══ Information provided

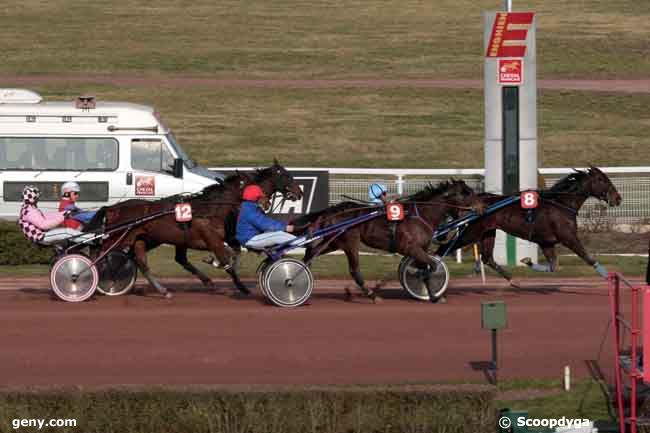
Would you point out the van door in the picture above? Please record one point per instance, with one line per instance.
(152, 163)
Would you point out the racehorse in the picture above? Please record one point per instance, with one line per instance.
(552, 222)
(214, 214)
(412, 236)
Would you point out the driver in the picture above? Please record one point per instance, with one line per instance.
(256, 230)
(377, 193)
(34, 222)
(70, 194)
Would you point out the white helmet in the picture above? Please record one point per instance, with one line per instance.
(70, 187)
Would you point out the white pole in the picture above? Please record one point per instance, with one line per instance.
(567, 378)
(482, 270)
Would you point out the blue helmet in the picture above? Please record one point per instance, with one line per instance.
(375, 191)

════

== Aim of the exercise ==
Make an exact copy of the data above, pictures excluded.

== Correct answer ==
Would you point out the van door in the picture above? Please record one point per instance, with one line per instance.
(152, 163)
Would you point out the racehorse in the picture above? Please record one point per instance, with one line per instance.
(552, 222)
(214, 214)
(412, 236)
Would you point out the driver in the picture above? Please record one point per instance, with one line per instance.
(256, 230)
(377, 193)
(34, 222)
(70, 194)
Would you point out the white helmet in the picture above? Please record one point per instance, with one line per instance.
(70, 187)
Would you point out the white pole in the picture above? Please record one point per instance, with one line per instance.
(567, 378)
(482, 270)
Would you point out the blue helmet in the picture above? Please record one point per instance, with one line per instance.
(375, 191)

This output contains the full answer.